### PROVIDED MATERIAL
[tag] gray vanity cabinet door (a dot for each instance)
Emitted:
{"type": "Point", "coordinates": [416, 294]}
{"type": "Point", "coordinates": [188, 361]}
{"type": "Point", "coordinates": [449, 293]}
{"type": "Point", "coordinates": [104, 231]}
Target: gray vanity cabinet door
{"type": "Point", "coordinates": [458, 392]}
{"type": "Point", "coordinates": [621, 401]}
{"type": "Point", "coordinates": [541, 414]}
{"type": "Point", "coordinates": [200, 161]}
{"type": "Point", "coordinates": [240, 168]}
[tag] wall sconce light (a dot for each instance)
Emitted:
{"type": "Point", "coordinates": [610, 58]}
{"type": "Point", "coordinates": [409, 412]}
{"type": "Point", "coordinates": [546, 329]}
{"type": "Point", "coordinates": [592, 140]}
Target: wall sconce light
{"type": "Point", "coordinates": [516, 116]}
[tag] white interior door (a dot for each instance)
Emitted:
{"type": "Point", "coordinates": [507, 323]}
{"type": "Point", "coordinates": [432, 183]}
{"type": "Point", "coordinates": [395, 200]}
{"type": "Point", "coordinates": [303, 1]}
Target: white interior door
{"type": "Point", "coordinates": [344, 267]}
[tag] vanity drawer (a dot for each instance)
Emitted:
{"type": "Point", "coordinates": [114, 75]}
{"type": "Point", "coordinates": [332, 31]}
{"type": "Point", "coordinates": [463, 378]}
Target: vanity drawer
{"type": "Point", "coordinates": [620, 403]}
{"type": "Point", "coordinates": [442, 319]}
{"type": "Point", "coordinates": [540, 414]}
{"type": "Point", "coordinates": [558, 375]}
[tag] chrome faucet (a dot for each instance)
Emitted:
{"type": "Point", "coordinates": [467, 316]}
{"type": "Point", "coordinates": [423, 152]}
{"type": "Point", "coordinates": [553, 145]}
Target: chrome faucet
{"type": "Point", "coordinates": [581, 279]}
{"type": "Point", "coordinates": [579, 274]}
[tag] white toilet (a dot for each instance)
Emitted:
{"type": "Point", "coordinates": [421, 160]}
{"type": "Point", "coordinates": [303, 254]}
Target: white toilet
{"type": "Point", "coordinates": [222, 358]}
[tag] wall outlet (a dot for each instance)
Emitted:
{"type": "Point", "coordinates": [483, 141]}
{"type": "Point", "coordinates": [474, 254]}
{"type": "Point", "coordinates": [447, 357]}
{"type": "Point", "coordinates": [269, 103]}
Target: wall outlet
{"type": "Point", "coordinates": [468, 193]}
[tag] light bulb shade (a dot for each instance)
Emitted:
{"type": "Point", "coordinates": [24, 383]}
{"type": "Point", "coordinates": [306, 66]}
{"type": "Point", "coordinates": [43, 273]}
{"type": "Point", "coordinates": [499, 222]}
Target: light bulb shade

### ASSIGNMENT
Go through the material above line by line and state how many lines contain "bulb". Give only the number.

### RESULT OF THE EXERCISE
2